### YOUR ASSIGNMENT
Retype the material so that each line matches the original exactly.

### ENTRIES PROVIDED
---+---

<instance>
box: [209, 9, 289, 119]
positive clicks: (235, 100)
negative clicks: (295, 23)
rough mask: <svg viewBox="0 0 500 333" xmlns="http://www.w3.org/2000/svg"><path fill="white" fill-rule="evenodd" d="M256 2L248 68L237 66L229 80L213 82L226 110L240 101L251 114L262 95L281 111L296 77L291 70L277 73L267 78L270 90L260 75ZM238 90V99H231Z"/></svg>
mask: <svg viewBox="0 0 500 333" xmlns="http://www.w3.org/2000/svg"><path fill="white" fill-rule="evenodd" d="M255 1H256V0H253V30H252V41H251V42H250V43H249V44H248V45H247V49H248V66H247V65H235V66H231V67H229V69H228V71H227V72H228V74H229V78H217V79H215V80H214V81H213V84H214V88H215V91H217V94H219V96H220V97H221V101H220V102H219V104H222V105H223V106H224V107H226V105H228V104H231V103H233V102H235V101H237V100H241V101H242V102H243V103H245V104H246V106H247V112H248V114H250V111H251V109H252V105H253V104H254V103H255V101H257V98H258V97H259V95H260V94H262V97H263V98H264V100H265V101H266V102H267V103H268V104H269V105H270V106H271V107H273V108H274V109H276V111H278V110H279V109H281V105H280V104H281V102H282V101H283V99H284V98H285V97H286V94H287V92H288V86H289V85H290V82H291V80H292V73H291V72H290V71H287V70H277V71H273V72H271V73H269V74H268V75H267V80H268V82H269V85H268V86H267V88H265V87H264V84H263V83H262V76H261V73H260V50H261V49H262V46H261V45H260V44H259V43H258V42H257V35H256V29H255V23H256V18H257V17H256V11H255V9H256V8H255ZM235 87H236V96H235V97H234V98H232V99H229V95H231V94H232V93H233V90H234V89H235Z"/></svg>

---+---

### TASK OUTPUT
<instance>
box: [209, 9, 289, 119]
positive clicks: (235, 100)
negative clicks: (295, 23)
rough mask: <svg viewBox="0 0 500 333" xmlns="http://www.w3.org/2000/svg"><path fill="white" fill-rule="evenodd" d="M256 2L248 68L237 66L229 80L213 82L226 110L240 101L251 114L262 95L281 111L296 77L291 70L277 73L267 78L270 90L260 75ZM238 90V99H231Z"/></svg>
mask: <svg viewBox="0 0 500 333" xmlns="http://www.w3.org/2000/svg"><path fill="white" fill-rule="evenodd" d="M255 1H256V0H253V30H252V41H251V42H250V43H249V44H248V45H247V49H248V66H247V65H235V66H231V67H229V69H228V71H227V72H228V74H229V78H217V79H215V80H214V81H213V84H214V88H215V91H217V94H219V96H220V97H221V101H220V102H219V104H222V105H223V106H224V107H226V105H228V104H231V103H233V102H235V101H237V100H241V101H242V102H243V103H245V104H246V106H247V112H248V114H250V111H251V109H252V105H253V104H254V103H255V101H257V98H258V97H259V95H260V94H262V97H263V98H264V100H265V101H266V102H267V103H268V104H269V105H270V106H271V107H273V108H274V109H276V111H278V110H279V109H281V105H280V104H281V102H282V101H283V99H284V98H285V97H286V94H287V92H288V86H289V85H290V82H291V80H292V73H291V72H290V71H287V70H277V71H273V72H271V73H269V74H268V75H267V80H268V82H269V85H268V86H267V88H265V87H264V84H263V83H262V76H261V73H260V50H261V49H262V46H261V45H260V44H259V43H258V42H257V35H256V29H255V23H256V18H257V17H256V11H255V9H256V8H255ZM235 87H236V96H235V97H234V98H232V99H229V95H231V94H232V93H233V90H234V89H235Z"/></svg>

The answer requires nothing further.